--- Data section Enclosed Below ---

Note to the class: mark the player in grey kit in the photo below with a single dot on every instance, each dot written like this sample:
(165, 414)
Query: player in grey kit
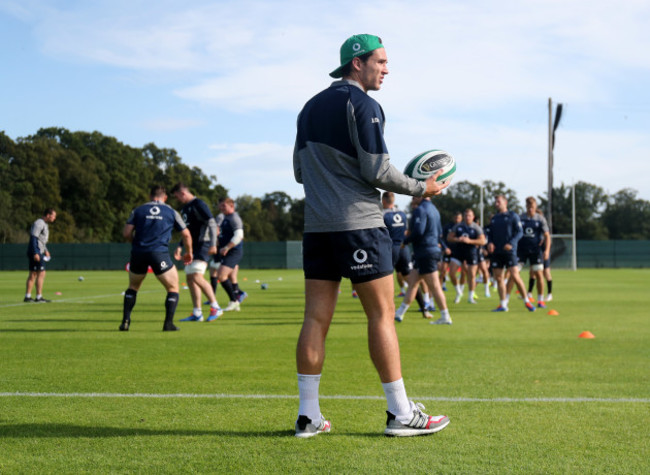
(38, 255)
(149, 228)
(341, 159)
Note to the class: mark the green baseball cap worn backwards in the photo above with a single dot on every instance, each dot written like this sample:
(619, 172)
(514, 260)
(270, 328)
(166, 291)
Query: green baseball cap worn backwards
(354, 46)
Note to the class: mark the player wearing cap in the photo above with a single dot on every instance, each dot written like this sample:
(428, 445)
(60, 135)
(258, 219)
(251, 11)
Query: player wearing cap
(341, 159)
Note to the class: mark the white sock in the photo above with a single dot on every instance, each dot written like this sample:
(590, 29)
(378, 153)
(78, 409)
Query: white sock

--- End of Enclosed Data section ---
--- Data section Enclosed Below ---

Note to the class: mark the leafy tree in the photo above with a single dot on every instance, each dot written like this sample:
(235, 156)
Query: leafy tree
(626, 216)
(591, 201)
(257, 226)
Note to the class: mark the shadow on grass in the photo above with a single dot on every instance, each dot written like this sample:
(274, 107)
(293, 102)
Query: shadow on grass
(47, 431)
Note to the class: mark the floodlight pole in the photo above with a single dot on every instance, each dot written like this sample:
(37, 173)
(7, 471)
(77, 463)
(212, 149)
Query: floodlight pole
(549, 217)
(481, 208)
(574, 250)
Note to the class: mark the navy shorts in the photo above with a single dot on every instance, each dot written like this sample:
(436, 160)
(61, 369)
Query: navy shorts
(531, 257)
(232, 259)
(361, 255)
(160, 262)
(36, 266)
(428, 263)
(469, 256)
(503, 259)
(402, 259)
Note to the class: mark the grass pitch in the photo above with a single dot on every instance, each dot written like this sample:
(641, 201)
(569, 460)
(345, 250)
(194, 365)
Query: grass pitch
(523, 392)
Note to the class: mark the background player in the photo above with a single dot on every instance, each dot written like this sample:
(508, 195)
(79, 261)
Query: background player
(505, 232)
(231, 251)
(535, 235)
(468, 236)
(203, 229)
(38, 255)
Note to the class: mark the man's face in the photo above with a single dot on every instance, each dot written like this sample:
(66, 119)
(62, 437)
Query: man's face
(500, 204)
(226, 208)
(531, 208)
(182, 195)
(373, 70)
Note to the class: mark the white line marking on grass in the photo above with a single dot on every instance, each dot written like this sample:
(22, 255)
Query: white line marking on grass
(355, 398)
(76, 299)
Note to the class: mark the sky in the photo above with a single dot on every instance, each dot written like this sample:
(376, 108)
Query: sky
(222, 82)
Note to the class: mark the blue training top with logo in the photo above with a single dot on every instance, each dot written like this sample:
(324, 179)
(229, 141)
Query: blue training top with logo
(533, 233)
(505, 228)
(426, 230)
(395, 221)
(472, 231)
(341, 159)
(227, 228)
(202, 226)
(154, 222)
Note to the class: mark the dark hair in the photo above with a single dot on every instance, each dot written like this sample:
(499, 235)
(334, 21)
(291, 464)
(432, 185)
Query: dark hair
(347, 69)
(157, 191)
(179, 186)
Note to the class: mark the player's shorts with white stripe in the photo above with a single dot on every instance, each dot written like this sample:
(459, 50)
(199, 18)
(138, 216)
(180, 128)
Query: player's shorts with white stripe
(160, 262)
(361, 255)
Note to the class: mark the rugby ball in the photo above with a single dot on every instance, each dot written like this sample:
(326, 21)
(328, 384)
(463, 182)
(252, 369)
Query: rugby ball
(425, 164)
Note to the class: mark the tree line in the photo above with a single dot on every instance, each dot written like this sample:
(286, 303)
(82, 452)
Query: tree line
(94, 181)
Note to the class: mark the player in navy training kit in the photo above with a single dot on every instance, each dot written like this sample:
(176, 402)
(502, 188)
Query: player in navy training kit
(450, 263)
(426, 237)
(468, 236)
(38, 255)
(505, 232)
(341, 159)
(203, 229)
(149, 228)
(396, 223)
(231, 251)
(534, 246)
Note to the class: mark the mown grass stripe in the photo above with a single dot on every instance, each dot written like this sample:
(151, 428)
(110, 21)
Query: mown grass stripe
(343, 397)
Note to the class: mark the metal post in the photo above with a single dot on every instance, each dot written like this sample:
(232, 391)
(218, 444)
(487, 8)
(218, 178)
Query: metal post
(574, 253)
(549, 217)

--- End of Enclosed Data section ---
--- Data section Enclosed Below ---

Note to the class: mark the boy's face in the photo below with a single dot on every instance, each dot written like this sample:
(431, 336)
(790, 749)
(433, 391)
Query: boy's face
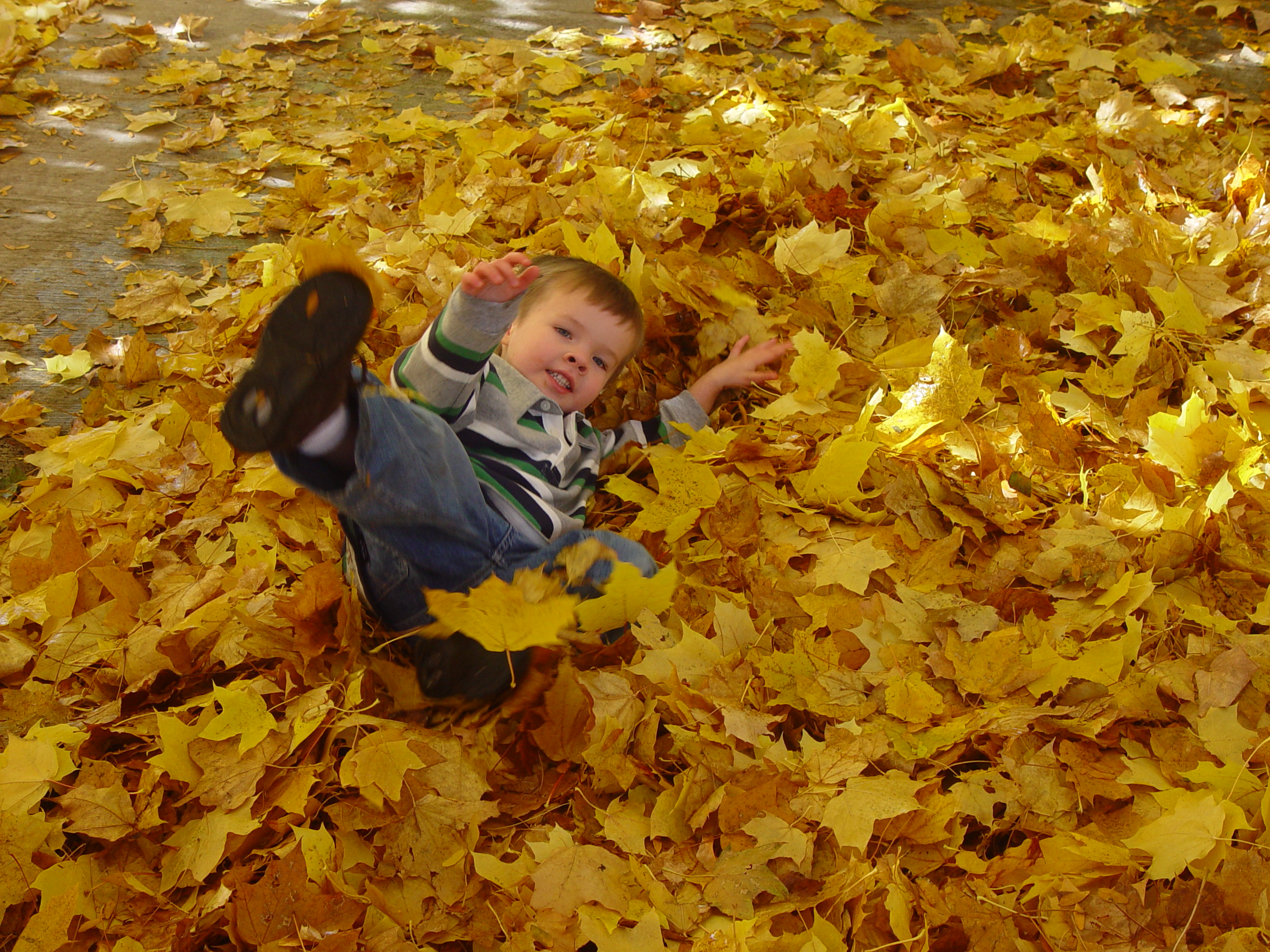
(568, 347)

--- End of Enclosed Data section ---

### Task to complete
Every line of the entries that includes "sock" must be copied into the answer.

### Expected answer
Note to the class: mark the white sock in the photo above with a single dot on every instance, each dot written like this sample:
Query: white sock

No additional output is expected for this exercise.